Data lines:
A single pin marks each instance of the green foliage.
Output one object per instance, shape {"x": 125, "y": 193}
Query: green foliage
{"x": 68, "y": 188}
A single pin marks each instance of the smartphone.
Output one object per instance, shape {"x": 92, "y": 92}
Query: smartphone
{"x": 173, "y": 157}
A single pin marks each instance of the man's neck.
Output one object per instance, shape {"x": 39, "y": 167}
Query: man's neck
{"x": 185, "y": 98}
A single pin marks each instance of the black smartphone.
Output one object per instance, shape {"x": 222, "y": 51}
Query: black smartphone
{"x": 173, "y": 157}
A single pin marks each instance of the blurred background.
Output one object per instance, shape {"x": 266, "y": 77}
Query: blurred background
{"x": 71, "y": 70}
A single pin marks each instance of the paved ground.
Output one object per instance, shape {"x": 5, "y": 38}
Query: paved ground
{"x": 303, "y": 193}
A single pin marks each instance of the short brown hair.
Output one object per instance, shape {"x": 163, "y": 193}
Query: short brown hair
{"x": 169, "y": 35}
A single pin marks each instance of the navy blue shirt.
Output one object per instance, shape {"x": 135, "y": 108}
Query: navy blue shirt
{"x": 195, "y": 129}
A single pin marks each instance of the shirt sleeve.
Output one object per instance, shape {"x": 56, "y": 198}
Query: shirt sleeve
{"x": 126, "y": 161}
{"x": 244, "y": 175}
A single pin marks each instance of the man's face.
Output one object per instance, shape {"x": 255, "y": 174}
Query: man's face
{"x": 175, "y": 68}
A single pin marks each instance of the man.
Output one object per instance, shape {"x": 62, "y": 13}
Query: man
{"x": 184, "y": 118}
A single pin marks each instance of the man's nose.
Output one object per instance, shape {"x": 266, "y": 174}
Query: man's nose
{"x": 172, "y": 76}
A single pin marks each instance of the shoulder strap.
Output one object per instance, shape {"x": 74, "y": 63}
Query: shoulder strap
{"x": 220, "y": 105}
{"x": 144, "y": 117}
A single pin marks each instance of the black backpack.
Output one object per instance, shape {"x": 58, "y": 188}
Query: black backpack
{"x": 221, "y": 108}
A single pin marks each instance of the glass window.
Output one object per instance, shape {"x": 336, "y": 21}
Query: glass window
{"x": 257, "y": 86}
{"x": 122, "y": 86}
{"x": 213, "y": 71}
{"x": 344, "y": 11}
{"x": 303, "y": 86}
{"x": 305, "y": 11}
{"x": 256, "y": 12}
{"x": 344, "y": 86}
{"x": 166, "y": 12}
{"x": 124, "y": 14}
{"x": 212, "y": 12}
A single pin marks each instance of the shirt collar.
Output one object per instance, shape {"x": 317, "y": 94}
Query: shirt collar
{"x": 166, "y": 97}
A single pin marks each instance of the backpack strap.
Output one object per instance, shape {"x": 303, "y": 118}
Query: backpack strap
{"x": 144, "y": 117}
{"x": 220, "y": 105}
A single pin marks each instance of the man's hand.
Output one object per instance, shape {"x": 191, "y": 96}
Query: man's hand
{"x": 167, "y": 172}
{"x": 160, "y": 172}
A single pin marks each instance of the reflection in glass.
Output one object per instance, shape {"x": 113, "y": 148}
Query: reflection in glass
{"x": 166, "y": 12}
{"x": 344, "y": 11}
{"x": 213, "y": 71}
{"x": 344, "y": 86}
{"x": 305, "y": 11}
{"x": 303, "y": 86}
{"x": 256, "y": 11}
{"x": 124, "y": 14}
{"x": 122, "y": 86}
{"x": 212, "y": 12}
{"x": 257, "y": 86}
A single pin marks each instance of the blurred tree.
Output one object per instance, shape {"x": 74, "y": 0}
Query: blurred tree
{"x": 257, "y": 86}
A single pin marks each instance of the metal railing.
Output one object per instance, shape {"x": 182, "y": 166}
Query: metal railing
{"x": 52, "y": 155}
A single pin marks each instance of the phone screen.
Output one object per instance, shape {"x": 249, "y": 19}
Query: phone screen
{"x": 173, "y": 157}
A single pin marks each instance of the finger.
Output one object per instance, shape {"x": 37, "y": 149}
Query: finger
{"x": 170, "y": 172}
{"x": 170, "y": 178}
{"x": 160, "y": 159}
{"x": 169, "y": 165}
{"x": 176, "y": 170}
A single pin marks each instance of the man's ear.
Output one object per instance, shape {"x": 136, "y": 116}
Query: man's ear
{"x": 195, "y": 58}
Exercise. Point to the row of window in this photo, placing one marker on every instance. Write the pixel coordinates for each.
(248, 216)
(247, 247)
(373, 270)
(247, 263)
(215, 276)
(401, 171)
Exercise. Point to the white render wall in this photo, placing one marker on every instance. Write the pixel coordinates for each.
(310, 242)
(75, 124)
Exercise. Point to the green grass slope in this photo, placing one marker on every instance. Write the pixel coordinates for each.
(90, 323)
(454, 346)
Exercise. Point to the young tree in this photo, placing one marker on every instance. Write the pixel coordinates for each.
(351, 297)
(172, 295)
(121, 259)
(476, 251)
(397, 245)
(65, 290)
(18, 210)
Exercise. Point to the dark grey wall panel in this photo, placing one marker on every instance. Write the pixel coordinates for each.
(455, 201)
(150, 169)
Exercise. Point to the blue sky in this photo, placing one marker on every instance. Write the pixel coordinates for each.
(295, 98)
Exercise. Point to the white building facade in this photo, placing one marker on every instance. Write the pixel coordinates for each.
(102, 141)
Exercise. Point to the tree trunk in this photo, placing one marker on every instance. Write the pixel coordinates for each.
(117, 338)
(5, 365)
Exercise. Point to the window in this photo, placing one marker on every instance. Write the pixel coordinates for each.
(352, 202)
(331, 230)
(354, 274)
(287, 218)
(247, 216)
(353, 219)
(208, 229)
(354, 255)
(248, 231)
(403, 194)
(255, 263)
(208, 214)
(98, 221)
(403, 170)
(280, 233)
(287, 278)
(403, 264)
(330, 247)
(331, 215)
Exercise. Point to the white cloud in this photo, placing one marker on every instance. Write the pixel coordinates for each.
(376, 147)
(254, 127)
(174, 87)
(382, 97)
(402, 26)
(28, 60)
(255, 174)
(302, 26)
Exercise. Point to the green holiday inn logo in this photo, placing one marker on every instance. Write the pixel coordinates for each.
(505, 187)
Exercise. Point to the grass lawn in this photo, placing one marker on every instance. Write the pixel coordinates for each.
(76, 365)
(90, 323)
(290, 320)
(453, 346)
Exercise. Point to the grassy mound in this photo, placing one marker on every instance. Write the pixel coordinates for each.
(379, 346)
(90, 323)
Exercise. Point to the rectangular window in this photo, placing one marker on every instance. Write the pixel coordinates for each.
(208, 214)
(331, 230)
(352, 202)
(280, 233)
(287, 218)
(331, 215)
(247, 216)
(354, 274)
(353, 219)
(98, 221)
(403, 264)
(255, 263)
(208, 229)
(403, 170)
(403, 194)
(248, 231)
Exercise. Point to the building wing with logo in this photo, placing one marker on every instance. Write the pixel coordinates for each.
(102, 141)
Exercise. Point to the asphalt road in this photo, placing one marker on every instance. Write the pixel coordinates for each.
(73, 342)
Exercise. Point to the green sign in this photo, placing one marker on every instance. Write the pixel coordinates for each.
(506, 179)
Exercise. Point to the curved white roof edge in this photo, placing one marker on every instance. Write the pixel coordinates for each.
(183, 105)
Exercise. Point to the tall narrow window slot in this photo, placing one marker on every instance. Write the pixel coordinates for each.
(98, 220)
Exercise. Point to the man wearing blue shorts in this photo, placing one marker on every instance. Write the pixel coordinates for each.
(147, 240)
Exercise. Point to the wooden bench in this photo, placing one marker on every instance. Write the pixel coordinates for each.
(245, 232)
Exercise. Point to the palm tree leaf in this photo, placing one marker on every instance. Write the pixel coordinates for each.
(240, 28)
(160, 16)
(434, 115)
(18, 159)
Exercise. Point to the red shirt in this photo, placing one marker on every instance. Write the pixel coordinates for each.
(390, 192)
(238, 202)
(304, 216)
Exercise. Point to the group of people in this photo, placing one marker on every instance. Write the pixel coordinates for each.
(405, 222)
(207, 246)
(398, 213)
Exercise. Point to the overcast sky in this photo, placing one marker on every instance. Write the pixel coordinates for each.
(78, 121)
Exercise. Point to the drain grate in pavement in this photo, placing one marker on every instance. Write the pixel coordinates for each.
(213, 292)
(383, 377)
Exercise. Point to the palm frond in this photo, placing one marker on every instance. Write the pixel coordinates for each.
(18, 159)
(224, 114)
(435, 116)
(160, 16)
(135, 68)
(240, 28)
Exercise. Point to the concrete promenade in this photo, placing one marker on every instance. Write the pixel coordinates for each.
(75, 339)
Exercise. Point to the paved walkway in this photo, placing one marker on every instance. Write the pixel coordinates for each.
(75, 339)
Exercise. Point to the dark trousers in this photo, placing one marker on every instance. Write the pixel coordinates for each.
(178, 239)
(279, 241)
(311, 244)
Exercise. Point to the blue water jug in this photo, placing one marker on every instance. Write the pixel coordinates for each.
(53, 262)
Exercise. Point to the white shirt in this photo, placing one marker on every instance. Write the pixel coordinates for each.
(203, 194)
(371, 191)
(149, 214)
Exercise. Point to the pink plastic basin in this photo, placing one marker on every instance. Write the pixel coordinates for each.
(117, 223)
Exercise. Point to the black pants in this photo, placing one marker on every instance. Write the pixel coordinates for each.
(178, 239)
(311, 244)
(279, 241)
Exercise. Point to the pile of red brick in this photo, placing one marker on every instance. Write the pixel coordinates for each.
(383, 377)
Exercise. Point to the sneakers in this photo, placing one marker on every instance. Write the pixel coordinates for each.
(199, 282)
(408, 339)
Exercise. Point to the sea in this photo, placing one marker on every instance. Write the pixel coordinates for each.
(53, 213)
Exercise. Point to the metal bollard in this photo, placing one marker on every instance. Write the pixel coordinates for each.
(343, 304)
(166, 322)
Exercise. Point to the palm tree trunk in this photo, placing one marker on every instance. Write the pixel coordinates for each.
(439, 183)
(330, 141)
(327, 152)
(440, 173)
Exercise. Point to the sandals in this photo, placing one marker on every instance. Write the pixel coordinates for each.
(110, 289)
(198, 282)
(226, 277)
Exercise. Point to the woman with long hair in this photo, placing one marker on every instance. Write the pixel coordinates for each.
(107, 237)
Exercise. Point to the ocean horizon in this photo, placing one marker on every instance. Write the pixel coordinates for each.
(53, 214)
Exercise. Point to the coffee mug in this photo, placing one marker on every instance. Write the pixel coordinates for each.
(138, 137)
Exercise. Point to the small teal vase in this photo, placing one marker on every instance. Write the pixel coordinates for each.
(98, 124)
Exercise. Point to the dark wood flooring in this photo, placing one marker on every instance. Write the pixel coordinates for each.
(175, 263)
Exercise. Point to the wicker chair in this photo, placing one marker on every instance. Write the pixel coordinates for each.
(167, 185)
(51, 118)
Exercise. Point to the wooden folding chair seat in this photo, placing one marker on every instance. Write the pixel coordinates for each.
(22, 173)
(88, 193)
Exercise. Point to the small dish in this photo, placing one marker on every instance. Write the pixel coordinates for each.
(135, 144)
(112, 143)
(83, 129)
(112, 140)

Task objective:
Starting with the line that contains "Exercise. Point to the dark wood", repeat each line through the last one exactly as it appears. Include both ends and nothing more.

Written response:
Exercise. Point to the dark wood flooring in this photo, placing one marker on every instance. Write the pixel coordinates for each.
(175, 263)
Exercise. Point to the wicker chair in this photo, placing one marker on every instance. Write the pixel coordinates for each.
(167, 185)
(51, 118)
Exercise. Point to the wooden folding chair seat in this photo, placing one marker on every instance. Write the pixel coordinates for each.
(22, 173)
(88, 193)
Exercise. Point to the small dish in this photo, placing one marker on every instance. Write the pixel coordinates for each.
(135, 144)
(112, 143)
(83, 129)
(112, 140)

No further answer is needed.